*WHAT THE TASK ASKS:* Print each of the following records word for word, keeping every line as it appears.

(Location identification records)
::::

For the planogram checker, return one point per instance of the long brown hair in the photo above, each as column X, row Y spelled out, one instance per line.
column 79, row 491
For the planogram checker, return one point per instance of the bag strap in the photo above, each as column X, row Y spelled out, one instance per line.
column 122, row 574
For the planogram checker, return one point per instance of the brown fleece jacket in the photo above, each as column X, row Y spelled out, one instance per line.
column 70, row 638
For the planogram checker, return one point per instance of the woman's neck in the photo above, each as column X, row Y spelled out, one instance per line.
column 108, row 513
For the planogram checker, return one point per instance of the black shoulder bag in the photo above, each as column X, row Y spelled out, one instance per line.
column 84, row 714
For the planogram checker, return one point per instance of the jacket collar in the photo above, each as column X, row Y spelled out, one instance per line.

::::

*RESULT FOR THIS TASK:*
For the planogram checker, return one point per instance of the long brown hair in the photo above, each as column X, row Y spelled out, one instance per line.
column 79, row 491
For the planogram checker, return one point per instance of the bag strap in the photo above, each as column X, row Y spelled out, one instance per line.
column 122, row 574
For the planogram checker, return one point per instance of the brown fleece jacket in the photo above, each as column X, row Y spelled out, one instance per line.
column 70, row 638
For the planogram checker, return one point per instance of the woman's neck in the photo above, each as column X, row Y spelled out, one instance per line.
column 108, row 513
For the planogram checker, return one point per instance of the black shoulder bag in the photo above, each as column X, row Y spelled out, one instance per line.
column 84, row 714
For the planogram checker, return one point per instance of the jacket collar in the photo above, each as column X, row Y spelled out, one instance per line.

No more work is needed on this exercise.